■ TRECHO DA PÁGINA ■
Não tenho medo de errar. O problema é que, em medicina, não basta evitar erros. Nós, cirurgiões, sempre temos que lidar com o risco -ainda que baixo- de algo sair mal. São complicações inerentes ao ato médico, que geram ansiedade, mas não são nossa culpa.

Apesar de a tensão estar sempre presente, ela deixa de ser prejudicial com o tempo. Você passa a usar esse sentimento para se preparar ainda melhor e se adiantar a qualquer possibilidade de complicação na cirurgia. É uma tensão proativa, não paralisante -o que colocaria a vida do paciente em risco.

Eduardo Anizelli/Folhapress
A cirurgiã Ana Karina Alves no seu consultório em SP
A cirurgiã Ana Karina Alves no seu consultório em SP

Há 14 anos, faço, em média, 20 procedimentos gastrointestinais por mês, desde retirada de vesícula até cirurgia bariátrica. Quando um cirurgião está bem preparado, todas as suas ações são padronizadas: você faz uma técnica específica sempre da mesma maneira, com a mesma precisão, tomando os mesmos cuidados.

O grande diferencial do cirurgião, então, não é operar, porque isso é uma questão de adestramento, mas ter o total domínio da situação e saber atuar nas adversidades.

Quando estou operando, não me passa pela cabeça que tenho a vida de uma pessoa nas mãos. Quem tem, na verdade, é Deus. Mas lembro que preciso respeitar essa vida e me doar inteiramente ao momento e ao paciente.

A maneira de fazer isso é, dentro da minha humanidade, atingir um padrão de excelência, algo que só vem com a preparação exaustiva.

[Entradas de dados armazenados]
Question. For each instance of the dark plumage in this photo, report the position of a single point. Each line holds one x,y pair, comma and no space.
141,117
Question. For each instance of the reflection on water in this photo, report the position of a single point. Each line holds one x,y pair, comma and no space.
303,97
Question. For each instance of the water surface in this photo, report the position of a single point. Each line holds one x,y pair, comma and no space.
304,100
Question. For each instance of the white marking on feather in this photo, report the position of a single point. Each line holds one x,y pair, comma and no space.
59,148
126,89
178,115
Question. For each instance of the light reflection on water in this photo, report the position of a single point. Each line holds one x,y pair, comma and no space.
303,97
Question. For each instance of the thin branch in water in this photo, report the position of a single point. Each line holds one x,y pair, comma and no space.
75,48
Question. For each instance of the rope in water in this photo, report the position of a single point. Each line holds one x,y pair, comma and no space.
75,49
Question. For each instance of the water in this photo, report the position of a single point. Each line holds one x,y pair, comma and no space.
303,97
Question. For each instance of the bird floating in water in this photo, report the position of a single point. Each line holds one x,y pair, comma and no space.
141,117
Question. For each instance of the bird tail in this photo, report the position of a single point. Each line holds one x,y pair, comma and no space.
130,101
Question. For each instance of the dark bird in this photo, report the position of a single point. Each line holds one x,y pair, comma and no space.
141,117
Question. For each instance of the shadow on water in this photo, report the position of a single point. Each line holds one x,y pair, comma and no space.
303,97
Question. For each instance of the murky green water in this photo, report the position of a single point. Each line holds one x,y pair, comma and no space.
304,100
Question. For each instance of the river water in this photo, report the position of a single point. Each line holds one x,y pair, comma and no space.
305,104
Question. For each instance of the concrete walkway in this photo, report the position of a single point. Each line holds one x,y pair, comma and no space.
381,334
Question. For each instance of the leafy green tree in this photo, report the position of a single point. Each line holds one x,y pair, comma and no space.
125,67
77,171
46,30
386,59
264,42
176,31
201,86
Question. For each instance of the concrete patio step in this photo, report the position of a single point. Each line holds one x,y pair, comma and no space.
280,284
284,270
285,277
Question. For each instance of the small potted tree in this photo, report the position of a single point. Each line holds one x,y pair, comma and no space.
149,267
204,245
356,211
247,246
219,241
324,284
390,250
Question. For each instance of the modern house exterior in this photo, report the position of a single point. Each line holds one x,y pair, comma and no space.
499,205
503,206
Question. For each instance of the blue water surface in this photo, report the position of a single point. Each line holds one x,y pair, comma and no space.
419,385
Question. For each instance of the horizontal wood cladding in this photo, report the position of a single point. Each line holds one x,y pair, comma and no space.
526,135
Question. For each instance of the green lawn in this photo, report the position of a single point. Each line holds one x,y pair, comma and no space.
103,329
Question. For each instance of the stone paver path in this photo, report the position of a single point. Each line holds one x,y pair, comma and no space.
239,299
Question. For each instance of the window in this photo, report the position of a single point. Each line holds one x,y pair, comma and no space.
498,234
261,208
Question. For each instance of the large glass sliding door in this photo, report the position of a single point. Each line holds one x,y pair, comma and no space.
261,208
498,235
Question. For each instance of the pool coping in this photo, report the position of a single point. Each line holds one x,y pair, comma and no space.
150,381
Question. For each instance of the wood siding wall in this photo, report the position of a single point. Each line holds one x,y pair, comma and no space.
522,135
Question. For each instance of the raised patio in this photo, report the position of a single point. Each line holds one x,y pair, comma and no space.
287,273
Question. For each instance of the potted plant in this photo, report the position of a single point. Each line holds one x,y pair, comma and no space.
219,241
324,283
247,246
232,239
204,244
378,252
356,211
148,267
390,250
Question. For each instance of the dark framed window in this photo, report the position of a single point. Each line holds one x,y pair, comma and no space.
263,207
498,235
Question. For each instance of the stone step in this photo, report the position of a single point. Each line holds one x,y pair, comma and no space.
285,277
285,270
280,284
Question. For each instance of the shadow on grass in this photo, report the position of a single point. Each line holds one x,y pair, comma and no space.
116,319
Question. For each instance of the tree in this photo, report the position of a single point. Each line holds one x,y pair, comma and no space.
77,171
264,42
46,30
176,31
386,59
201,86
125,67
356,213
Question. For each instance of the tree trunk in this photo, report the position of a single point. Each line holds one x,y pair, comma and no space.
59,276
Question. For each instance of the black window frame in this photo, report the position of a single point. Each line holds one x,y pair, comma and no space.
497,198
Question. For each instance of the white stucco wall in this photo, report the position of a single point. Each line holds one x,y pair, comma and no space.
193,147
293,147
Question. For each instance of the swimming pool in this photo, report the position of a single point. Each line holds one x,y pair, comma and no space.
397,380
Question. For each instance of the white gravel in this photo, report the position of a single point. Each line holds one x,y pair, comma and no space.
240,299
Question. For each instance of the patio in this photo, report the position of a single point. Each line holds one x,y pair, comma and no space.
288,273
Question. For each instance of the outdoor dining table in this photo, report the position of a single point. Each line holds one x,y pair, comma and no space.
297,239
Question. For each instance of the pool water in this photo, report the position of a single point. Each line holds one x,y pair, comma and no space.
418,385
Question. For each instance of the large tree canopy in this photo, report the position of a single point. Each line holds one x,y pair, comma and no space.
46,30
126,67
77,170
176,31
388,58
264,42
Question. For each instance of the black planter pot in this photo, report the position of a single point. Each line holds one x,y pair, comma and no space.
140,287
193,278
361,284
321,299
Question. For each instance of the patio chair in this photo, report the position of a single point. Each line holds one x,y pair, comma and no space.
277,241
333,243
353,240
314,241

■ O QUE SE ESPERA ■
Resuma o trecho da página em duas frases. Os registros não têm relação com o trecho da página.

■ ÁREA DE RESPOSTA ■
Quem narra afirma que, em cirurgia, sempre existe algum risco de complicações inerentes ao ato médico, que geram ansiedade, mas que com o tempo essa tensão deixa de ser prejudicial e passa a servir para uma preparação ainda melhor. Com 14 anos de prática e uma média de 20 procedimentos gastrointestinais por mês, o relato sustenta que o diferencial do cirurgião é ter total domínio da situação e saber atuar nas adversidades, e que a excelência só vem com a preparação exaustiva.